Innovative Methods for Flow Unit and Pore Structure Analysis in a Tight Gas Reservoir, Montney Formation, NE BC

Per K. Pedersen1; Chris Clarkson1; Jerry Jensen2; Omar Derder1; Melissa Freeman1

(1) Department of Geoscience, University of Calgary, Calgary, AB, Canada.

(2) Department of Chemical and Petroleum Engineering, University of Calgary, Calgary, AB, Canada.

Tight gas reservoirs are notoriously difficult to characterize using laboratory-based methods because of: the existence of heterogeneity at several scales; fine pore structure that may not correlate to depositional controls and environment due to the impact of diagenesis; stress sensitivity of porosity and permeability; sensitivity of permeability to fluid saturation; and non-Darcy flow effects under laboratory conditions, etc. Porosity, pore size distribution and permeability are correspondingly difficult to measure in the laboratory and upscale to reservoir scale. A promising technique to characterize flow heterogeneity in tight gas reservoirs is to relate permeability to dominant pore throat size; permeability is measured using steady- or non-steady-state techniques and dominant pore size is typically estimated using the mercury intrusion method. Permeability and porosity is measured on full-diameter core or core plugs which may contain heterogeneities that are at a much finer scale than the sample size, resulting in composite estimates of both properties.

THE TASK =
Copy out the full Montney Formation abstract word for word.

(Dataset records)
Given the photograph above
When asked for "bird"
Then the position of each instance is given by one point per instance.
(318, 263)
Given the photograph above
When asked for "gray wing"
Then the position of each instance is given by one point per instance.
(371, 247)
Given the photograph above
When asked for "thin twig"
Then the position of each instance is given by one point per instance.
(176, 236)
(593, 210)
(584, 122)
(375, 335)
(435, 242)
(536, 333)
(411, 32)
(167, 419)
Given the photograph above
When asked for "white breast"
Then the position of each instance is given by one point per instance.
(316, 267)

...

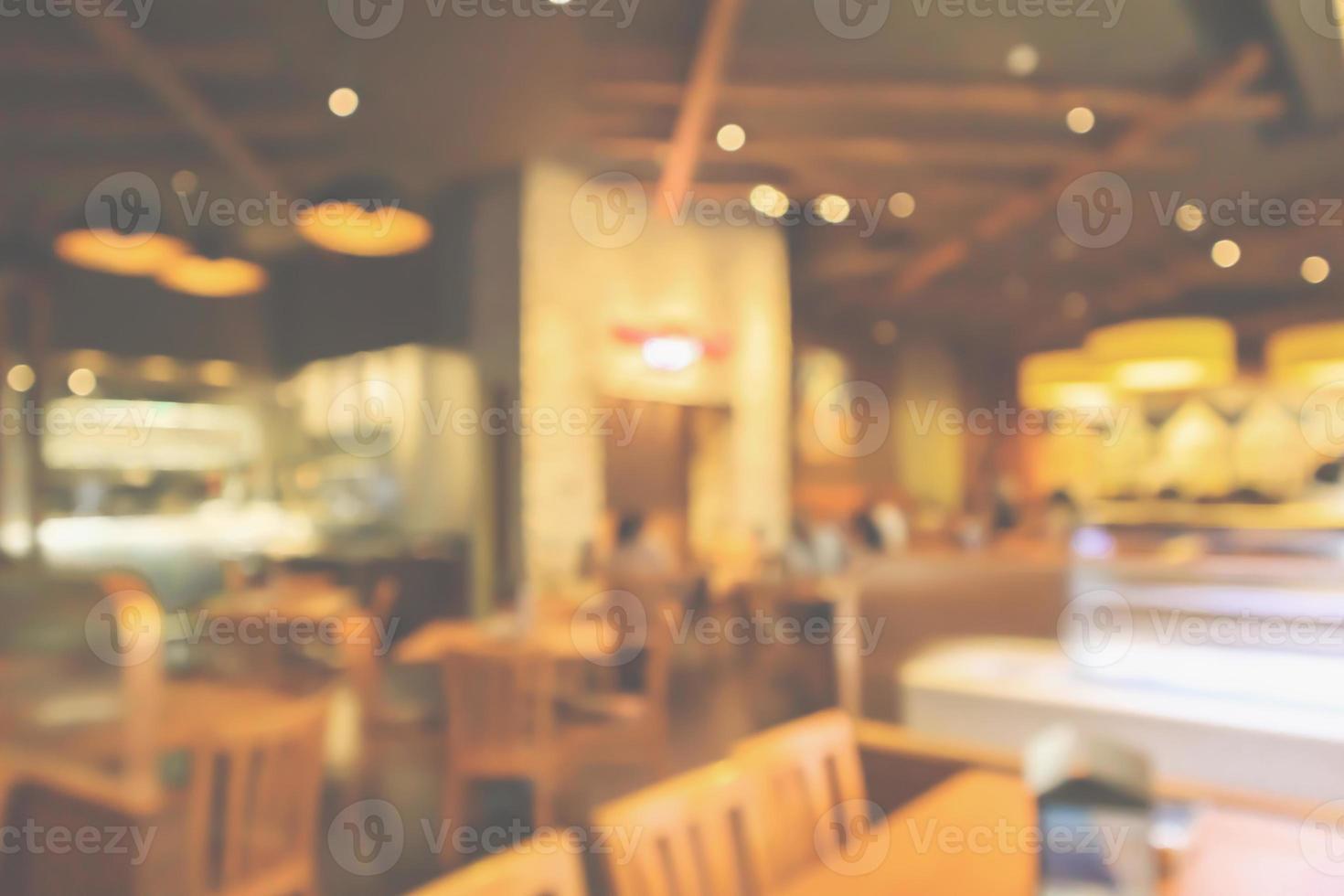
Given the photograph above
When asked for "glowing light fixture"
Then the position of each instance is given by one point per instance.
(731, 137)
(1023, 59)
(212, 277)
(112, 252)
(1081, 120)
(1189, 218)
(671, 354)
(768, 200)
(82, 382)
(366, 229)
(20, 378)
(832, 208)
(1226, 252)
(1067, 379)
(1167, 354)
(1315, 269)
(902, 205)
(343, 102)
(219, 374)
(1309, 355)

RESULT =
Innovative Methods for Flow Unit and Pore Structure Analysis in a Tight Gas Reservoir, Montney Formation, NE BC

Per K. Pedersen1; Chris Clarkson1; Jerry Jensen2; Omar Derder1; Melissa Freeman1

(1) Department of Geoscience, University of Calgary, Calgary, AB, Canada.

(2) Department of Chemical and Petroleum Engineering, University of Calgary, Calgary, AB, Canada.

Tight gas reservoirs are notoriously difficult to characterize using laboratory-based methods because of: the existence of heterogeneity at several scales; fine pore structure that may not correlate to depositional controls and environment due to the impact of diagenesis; stress sensitivity of porosity and permeability; sensitivity of permeability to fluid saturation; and non-Darcy flow effects under laboratory conditions, etc. Porosity, pore size distribution and permeability are correspondingly difficult to measure in the laboratory and upscale to reservoir scale. A promising technique to characterize flow heterogeneity in tight gas reservoirs is to relate permeability to dominant pore throat size; permeability is measured using steady- or non-steady-state techniques and dominant pore size is typically estimated using the mercury intrusion method. Permeability and porosity is measured on full-diameter core or core plugs which may contain heterogeneities that are at a much finer scale than the sample size, resulting in composite estimates of both properties.